[Region pointing data]
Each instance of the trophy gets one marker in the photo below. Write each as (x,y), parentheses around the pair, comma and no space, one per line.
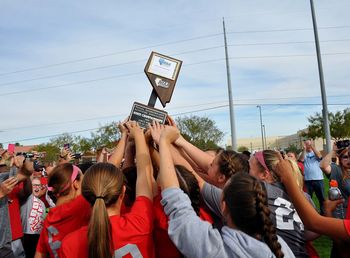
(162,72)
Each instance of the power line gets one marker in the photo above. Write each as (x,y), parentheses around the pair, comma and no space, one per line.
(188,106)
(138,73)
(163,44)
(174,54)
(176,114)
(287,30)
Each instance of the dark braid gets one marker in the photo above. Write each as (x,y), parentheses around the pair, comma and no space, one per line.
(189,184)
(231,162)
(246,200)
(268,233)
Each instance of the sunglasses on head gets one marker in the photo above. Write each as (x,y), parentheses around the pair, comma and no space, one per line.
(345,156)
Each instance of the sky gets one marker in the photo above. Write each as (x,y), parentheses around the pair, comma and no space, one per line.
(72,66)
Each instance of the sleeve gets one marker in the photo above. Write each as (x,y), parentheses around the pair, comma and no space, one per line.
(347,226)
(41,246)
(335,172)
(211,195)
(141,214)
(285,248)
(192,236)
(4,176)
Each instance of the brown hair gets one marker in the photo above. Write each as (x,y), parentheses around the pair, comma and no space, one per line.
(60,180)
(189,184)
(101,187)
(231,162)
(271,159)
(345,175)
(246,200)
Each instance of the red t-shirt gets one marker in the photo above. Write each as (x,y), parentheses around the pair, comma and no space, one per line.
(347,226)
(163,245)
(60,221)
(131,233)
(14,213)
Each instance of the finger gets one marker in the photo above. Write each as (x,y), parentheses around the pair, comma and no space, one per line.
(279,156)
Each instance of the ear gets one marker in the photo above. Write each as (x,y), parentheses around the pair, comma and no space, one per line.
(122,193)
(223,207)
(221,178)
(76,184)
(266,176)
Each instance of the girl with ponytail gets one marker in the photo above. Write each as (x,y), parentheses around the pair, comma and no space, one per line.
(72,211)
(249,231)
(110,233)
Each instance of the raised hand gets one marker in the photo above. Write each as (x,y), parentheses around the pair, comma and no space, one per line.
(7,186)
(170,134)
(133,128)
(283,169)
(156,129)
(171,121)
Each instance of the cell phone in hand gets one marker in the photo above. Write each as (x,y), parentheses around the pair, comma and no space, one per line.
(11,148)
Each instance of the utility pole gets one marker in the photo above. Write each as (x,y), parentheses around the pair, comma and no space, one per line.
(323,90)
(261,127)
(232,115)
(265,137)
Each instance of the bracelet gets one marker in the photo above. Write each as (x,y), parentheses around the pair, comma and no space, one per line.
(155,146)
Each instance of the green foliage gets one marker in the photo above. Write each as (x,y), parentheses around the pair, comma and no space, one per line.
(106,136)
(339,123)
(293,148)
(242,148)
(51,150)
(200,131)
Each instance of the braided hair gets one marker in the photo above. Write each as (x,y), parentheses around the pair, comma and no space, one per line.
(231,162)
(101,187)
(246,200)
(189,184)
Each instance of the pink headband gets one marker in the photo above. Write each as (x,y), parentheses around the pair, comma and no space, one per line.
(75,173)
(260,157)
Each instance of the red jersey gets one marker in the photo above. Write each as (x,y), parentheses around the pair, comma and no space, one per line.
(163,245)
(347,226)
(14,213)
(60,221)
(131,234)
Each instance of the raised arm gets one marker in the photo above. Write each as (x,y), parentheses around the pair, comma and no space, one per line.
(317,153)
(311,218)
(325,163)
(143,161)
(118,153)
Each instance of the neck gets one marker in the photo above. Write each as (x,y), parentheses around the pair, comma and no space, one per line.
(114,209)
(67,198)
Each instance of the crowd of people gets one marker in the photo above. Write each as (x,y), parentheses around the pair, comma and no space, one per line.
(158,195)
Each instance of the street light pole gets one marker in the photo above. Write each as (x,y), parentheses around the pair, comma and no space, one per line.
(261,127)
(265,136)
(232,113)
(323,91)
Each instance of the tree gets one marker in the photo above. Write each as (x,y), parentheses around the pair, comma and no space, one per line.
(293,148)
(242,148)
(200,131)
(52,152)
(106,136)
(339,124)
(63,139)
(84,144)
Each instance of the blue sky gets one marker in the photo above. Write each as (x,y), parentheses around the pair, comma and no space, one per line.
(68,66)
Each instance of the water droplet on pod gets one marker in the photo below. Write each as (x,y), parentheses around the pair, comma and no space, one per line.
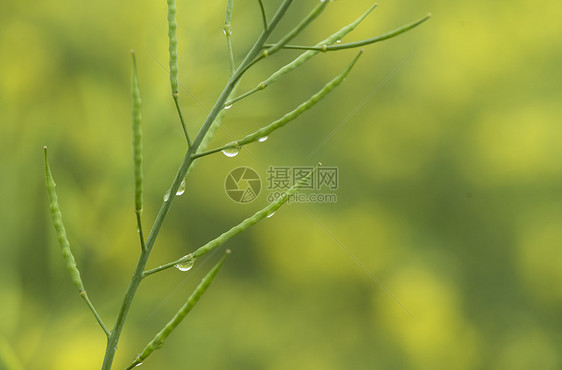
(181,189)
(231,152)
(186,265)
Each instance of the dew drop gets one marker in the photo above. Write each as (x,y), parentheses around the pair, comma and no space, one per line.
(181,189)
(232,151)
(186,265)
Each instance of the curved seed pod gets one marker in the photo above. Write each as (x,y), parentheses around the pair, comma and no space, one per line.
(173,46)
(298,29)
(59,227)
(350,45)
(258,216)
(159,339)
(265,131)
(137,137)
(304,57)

**Exercise objective**
Omit all images when repeating the data above exactly.

**Response box**
Each instance of the trophy gets one marker in the photo below. Write each as (x,y), parentheses around the pair, comma and no space, one per line.
(162,72)
Each instance of the power line gets one marker in the photo above. Write each as (x,y), parentheses around the pair, comma and no space, one per line.
(188,106)
(138,73)
(163,44)
(174,54)
(176,114)
(287,30)
Each instance of the dark braid gets one marker in the photo above. Write each as (x,y), parentheses around the pair, comma and no space, one per line.
(189,184)
(231,162)
(246,200)
(268,233)
Each instance of the sunglasses on head gets one marker in the photo above. Write each as (x,y), parentheses around the pair, comma and no space, one per line.
(345,156)
Each instance of the sky gets one marker in the photo above. Write each as (x,y), parentheses around the pair, comma and no space, one per line.
(72,66)
Each instance of the sleeve gets one marker in the photo above. Write each as (x,y), parentheses around the pair, comma and no space, one per line.
(347,226)
(41,246)
(335,172)
(211,195)
(141,214)
(285,248)
(192,236)
(4,176)
Each instance of the brown hair gets one marker in the photo above. Write each as (x,y), parentheses around the pair, comma and no space, one per line.
(60,180)
(189,184)
(101,187)
(231,162)
(271,159)
(345,175)
(246,200)
Each instance of the red t-shirt gets one marker in the photo above. Write each as (x,y), parentheses around the pair, comma and no space, one per line.
(347,226)
(163,245)
(60,221)
(131,233)
(14,213)
Each instance of the finger gets one marker in the photo above. Write each as (x,y), parentheses around the pair, comma and no space, one per line.
(279,156)
Each instance of the ear gets one marker in the photo above. Write each as (x,y), parentheses around the pair, comma and no space, one per line.
(122,193)
(223,207)
(221,178)
(76,184)
(266,176)
Each instance of the girl with ponytail gets one marker in the photo above. Write each as (x,y), parentheses around the pair, comma and no space, one per line.
(72,211)
(249,231)
(110,233)
Each instance of the raised hand gets one marker in the photo above. Write each as (x,y), parentheses around the pair, comma and no space, one per line.
(7,186)
(170,134)
(133,128)
(283,169)
(156,129)
(171,121)
Each instance of the cell phone in hand gets one marker in the photo above. Write each as (x,y), parentheses around the pair, comma and no space, one per line.
(11,148)
Each instance of the utility pole gets one marker in the photo above. Write each as (x,y), parentheses around the pair, comma and no space, one per line.
(323,90)
(261,127)
(232,115)
(265,137)
Each instance of the bracelet gets one marker in the photo above. Write each as (x,y), parentheses around the pair, comma and no space, one per line.
(155,146)
Each instance of the green foliage gets one marker in the photo above. Write each as (x,y), parentheses around the pair, comma and no space, one per line.
(106,136)
(339,123)
(293,148)
(242,148)
(51,150)
(200,131)
Each instance of the braided hair gets one marker in the photo above. Write each as (x,y), parentheses around the pair, comma and no space, one per line.
(231,162)
(101,187)
(246,200)
(189,184)
Each instance of the pink headband gets one marker in the photo above. Write each as (x,y), parentheses around the pair, comma and no space, one per line.
(75,173)
(260,157)
Each instance of the red jersey gets one marker in the photo above. Write each as (x,y), parentheses around the pair, comma and no space, one per line.
(163,245)
(347,226)
(14,213)
(60,221)
(131,234)
Each instance of the raised arm gets one marker in the photo above. Write each as (x,y), parentheses around the pair, comma and no space, one per line.
(317,153)
(311,218)
(325,163)
(143,161)
(118,153)
Each instance of the neck gets one marker in the photo above. Write each as (x,y), parentheses around the pair, comma and no space, one per line.
(114,209)
(67,198)
Each instance of the crowd of people gets one marker in the photo above. Write each as (x,y), parentheses around the pair, comma and no space, one per line.
(158,195)
Each instance of the street light pole gets one marker in the photo above. Write each as (x,y), parentheses around the pair, comma and no space, one per line.
(261,127)
(265,136)
(232,113)
(323,91)
Each instance of the tree gets one marker in the photo above. Write each as (x,y), parentheses around the pair, comma and no space, one per line.
(293,148)
(242,148)
(200,131)
(52,152)
(106,136)
(339,124)
(63,139)
(84,144)
Each instance of the blue sky gets one marker in the photo above. Write each as (x,y), parentheses around the pair, comma and no space, one per line.
(68,66)
Each instance of the water droplet on pod gets one marker in the photo below. Write each as (x,y), parentheses around the pair, comma and no space, one per line.
(181,189)
(231,152)
(186,265)
Each instance of the dew drop gets one marker in the photo above. Write each as (x,y), parentheses around the pair, comma and no space, one per line.
(181,189)
(232,151)
(186,265)
Each instance of the curved seed pod gets one marker in the photo above. Write each as (x,y), parentheses around the pair, comma and no space, one per line.
(173,46)
(298,29)
(59,227)
(350,45)
(258,216)
(159,339)
(265,131)
(137,137)
(304,57)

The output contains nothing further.